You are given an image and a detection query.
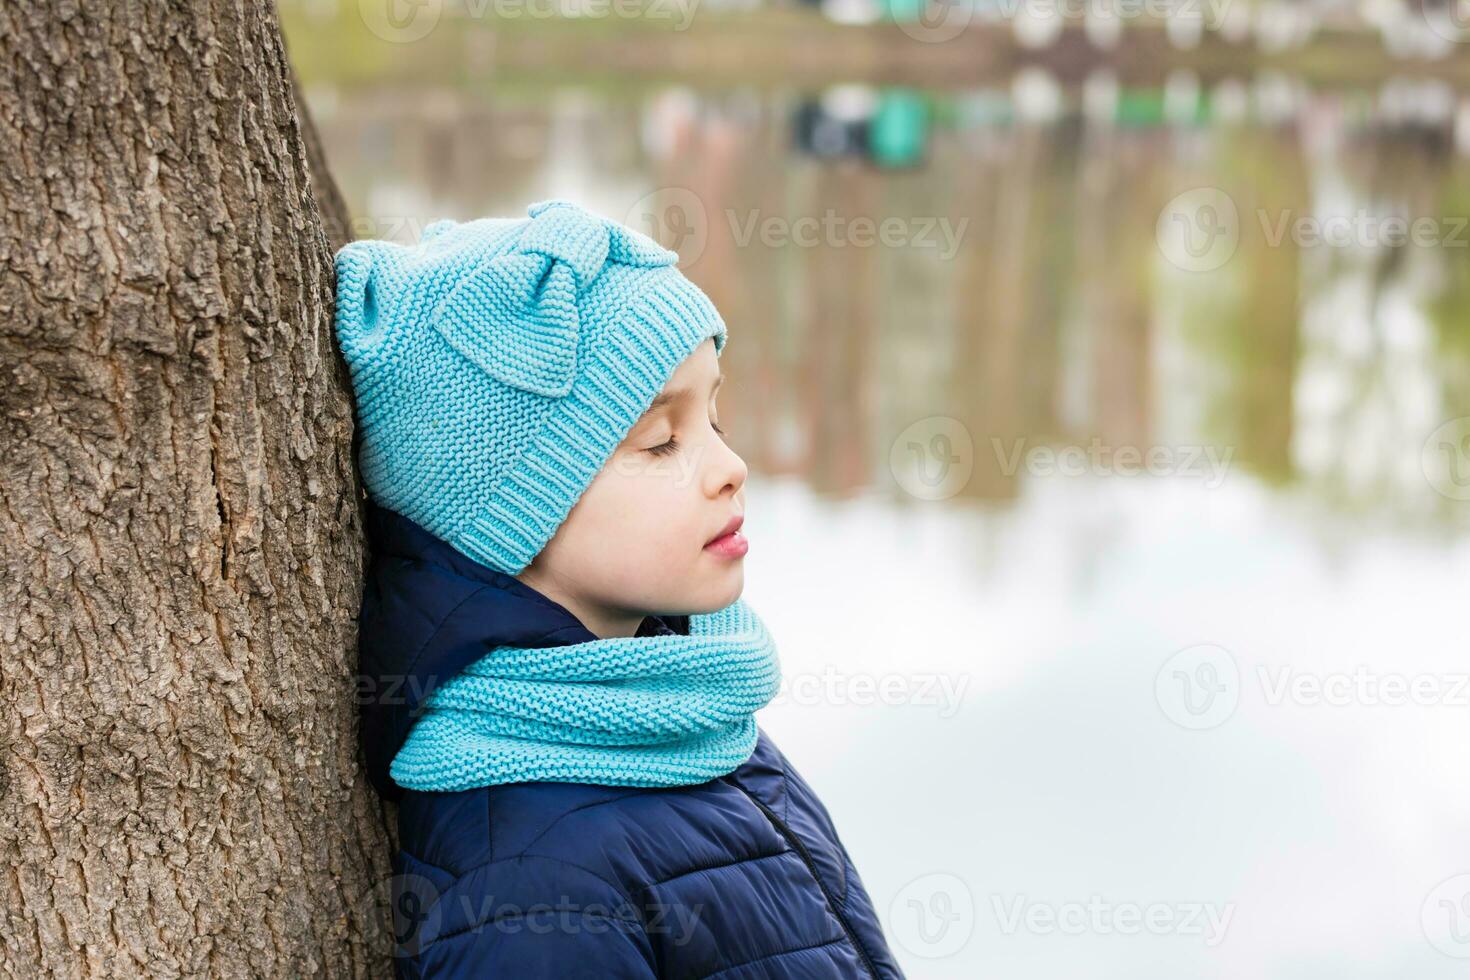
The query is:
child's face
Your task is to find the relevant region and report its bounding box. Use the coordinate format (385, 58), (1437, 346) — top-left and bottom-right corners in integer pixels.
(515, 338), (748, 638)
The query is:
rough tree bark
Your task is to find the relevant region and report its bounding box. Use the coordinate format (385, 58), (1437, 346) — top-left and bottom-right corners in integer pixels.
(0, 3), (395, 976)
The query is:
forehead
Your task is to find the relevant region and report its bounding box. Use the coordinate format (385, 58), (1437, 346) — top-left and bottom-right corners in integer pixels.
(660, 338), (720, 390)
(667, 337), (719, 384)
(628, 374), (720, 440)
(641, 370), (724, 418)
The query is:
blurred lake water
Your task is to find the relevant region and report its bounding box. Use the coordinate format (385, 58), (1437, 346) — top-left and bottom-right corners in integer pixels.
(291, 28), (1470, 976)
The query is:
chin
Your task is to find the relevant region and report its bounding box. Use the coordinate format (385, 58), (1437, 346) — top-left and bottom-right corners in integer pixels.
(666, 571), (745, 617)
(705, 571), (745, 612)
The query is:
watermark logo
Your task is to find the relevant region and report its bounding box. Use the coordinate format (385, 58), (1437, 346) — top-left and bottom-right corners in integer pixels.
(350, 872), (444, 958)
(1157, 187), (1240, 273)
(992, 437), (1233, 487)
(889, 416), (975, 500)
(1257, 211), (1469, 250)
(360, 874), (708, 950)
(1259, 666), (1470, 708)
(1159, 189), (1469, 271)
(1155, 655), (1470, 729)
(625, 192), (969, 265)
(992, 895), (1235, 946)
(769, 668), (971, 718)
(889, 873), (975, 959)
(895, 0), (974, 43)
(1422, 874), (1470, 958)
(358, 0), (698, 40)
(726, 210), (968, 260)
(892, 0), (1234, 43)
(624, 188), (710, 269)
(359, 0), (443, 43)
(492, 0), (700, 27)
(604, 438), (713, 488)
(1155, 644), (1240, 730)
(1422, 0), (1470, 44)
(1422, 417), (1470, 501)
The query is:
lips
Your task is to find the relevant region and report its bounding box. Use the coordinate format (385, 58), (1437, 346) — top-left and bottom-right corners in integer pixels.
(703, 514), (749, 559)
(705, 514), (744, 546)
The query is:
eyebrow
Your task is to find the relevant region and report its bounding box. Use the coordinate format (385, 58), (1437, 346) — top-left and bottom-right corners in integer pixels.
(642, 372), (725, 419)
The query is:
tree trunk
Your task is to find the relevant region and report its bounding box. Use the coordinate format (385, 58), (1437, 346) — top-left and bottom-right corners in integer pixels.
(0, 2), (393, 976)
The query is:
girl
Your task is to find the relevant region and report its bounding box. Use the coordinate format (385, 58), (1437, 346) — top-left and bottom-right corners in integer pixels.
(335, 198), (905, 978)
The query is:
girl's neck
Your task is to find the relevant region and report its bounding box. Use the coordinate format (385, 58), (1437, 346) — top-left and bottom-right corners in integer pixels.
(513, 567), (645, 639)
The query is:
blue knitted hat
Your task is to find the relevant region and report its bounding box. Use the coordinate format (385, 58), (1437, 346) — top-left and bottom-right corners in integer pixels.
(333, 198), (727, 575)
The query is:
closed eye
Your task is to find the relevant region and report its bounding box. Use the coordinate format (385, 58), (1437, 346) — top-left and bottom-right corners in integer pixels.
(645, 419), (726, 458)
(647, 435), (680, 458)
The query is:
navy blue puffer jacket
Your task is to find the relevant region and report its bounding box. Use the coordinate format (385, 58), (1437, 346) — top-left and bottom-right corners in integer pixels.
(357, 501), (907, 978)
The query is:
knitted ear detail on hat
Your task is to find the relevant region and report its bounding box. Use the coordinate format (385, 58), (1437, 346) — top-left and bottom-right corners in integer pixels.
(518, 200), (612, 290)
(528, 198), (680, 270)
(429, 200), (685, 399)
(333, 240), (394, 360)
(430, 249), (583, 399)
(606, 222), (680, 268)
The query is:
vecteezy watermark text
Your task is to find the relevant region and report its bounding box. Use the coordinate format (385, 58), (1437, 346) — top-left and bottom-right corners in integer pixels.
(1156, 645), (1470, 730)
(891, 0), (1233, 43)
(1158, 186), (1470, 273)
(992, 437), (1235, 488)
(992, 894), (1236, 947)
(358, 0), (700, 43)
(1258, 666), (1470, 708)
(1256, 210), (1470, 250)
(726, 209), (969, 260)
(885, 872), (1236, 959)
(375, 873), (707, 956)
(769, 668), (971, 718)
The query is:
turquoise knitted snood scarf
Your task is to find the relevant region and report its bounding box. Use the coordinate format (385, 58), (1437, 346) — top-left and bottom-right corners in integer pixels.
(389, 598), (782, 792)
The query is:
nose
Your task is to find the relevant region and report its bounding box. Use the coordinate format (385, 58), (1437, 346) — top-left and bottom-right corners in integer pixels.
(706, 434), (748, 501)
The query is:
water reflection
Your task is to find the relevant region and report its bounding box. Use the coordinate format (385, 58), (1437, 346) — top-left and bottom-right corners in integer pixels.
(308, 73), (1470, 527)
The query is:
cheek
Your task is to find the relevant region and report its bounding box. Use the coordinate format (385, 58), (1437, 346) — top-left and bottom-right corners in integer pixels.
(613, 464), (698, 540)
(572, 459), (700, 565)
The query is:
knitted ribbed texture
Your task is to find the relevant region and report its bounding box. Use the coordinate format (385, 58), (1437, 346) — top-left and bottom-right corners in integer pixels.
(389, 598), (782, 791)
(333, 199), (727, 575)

--------------------

**Task:**
What this calls for is a word-for-word copy of the listing above, pictures excluded.

**Result of the task:**
You are given an image and a detection query.
The query is:
child's face
Your task is to find the relevant region and report its bounding box. Use the coordinate format (385, 58), (1437, 346) — top-left and bottom-right corners in integer pixels.
(515, 338), (748, 638)
The query is:
rough tree bark
Your task is to find the relevant region and report its bounding box. Use the coordinate format (385, 58), (1437, 346) — top-left and bottom-right corners in integer pixels.
(0, 3), (395, 976)
The query is:
forehead
Your task is to find the relevant region and report its bounding box. Use the coordinate format (385, 58), (1437, 346) — top-left and bottom-right corners in integer pixels.
(660, 338), (720, 390)
(667, 337), (719, 384)
(628, 374), (720, 440)
(641, 370), (724, 418)
The query is:
blurred lake water
Your task is to find the relevant region and report its bounding box. Use the coordinate format (385, 58), (1437, 346) — top-left and bottom-right corners in integer pixels.
(291, 28), (1470, 976)
The query is:
chin
Your task is to find the relevant region and report its bounding box. Use the coordinate format (385, 58), (1437, 346) — top-left and bottom-right corners in integer pixels.
(666, 571), (745, 617)
(705, 571), (745, 612)
The query is:
watermark logo
Your task is to find the relevant region and report its bounding box. Use the coordinate format (385, 58), (1437, 346) — top-left and bottom-right corners in integer pixels.
(350, 872), (444, 958)
(1157, 187), (1240, 273)
(992, 437), (1233, 487)
(889, 416), (975, 500)
(1257, 211), (1469, 250)
(360, 874), (708, 950)
(1259, 666), (1470, 708)
(1159, 189), (1469, 271)
(1155, 655), (1470, 729)
(625, 192), (969, 265)
(992, 895), (1235, 946)
(769, 668), (971, 718)
(889, 873), (975, 959)
(895, 0), (974, 43)
(1422, 874), (1470, 958)
(358, 0), (698, 40)
(726, 210), (968, 260)
(892, 0), (1234, 43)
(624, 188), (710, 269)
(359, 0), (443, 43)
(492, 0), (700, 27)
(604, 438), (713, 488)
(1155, 644), (1240, 730)
(1422, 0), (1470, 44)
(1422, 417), (1470, 501)
The query is:
lips
Your task is to find the relevant region and report its bounding box. Use the coordinate format (385, 58), (1437, 346) — top-left and bottom-right corners in integer pixels.
(703, 514), (749, 559)
(705, 514), (744, 546)
The query is:
eyebrow
Your task is to find the relevant region and report its bounding box. Use the coordinate format (385, 58), (1437, 346) — top-left and bottom-right corners in integer pixels.
(642, 372), (725, 419)
The query is:
tree trunk
Your task is to find the relevant region and report its bounding box. Use the coordinate format (385, 58), (1437, 346) — top-left and bottom-right corners in integer pixels.
(0, 2), (393, 976)
The query is:
girl
Your task is to find the relevant region and report its bounding box. Use the coordinate format (385, 58), (1437, 346) — top-left and bottom-right corners in integer pixels.
(335, 198), (905, 978)
The query is:
girl's neck
Your task is to find the relevant region and report its bounding box. Use the coordinate format (385, 58), (1437, 346) — top-left and bottom-right corners in integer pixels.
(513, 567), (645, 639)
The query is:
blue knitted hat
Your task is to find the relevant region and report its bounding box. Use the coordinate format (385, 58), (1437, 346) — top-left and bottom-right corners in integer pixels.
(333, 198), (727, 575)
The query is:
closed eye
Your task is to find the relevant region and report its bounding box. Use the coordinate format (385, 58), (1437, 346) — top-left and bottom-right corners in integer pixels.
(645, 419), (726, 458)
(647, 435), (680, 458)
The query is:
navy blue puffer jacket
Your task is to find the relevant region and report its bounding box. Use the coordinate format (385, 58), (1437, 346) — top-left and bottom-right corners in integer pixels.
(357, 501), (907, 978)
The query is:
knitted ear detail on hat
Your task is to find the relevant region and report its bounding box. Use the coordinate format (385, 58), (1437, 346) — top-left and bottom-right corners in integer pixels.
(518, 200), (612, 290)
(528, 198), (680, 270)
(429, 200), (685, 399)
(333, 240), (394, 360)
(430, 249), (583, 399)
(606, 222), (680, 268)
The query is:
vecteezy watermark text
Your task is to find the relevant region and report its bounding box. Use the coordinate format (385, 58), (1437, 346) — top-left and bottom-right corners in integer pixels.
(1156, 645), (1470, 730)
(891, 0), (1233, 43)
(1158, 186), (1470, 273)
(992, 437), (1235, 488)
(992, 894), (1236, 947)
(358, 0), (700, 43)
(1258, 666), (1470, 708)
(1256, 210), (1470, 250)
(726, 209), (969, 260)
(885, 872), (1236, 959)
(375, 873), (707, 956)
(769, 668), (971, 718)
The query is:
turquoise knitted snood scarf
Your task is to find the relevant region and report its bounding box. Use the coordinate format (385, 58), (1437, 346) — top-left and bottom-right corners in integer pixels.
(389, 598), (782, 792)
The query is:
nose
Your task is to find the relevant region and report its bounding box. Use the coordinate format (385, 58), (1437, 346) — top-left and bottom-right corners in integer pixels.
(706, 434), (748, 501)
The query is:
water reflection
Your task is to find the relevant region and report its bounding box. Use the coordinate format (385, 58), (1437, 346) — top-left and bottom-right corners in integer pixels.
(308, 73), (1470, 527)
The query is:
cheek
Your task is to find the relevant region and report its bounding box. Use the coordinate format (385, 58), (1437, 346) — top-left and bottom-right corners in integer pixels.
(613, 464), (698, 540)
(572, 459), (700, 565)
The query is:
knitted ribbed texture
Your task is to find the relevant region and report its bounding box. Use the coordinate format (385, 58), (1437, 346) — top-left and bottom-right corners in integer pixels.
(389, 598), (782, 791)
(333, 199), (727, 575)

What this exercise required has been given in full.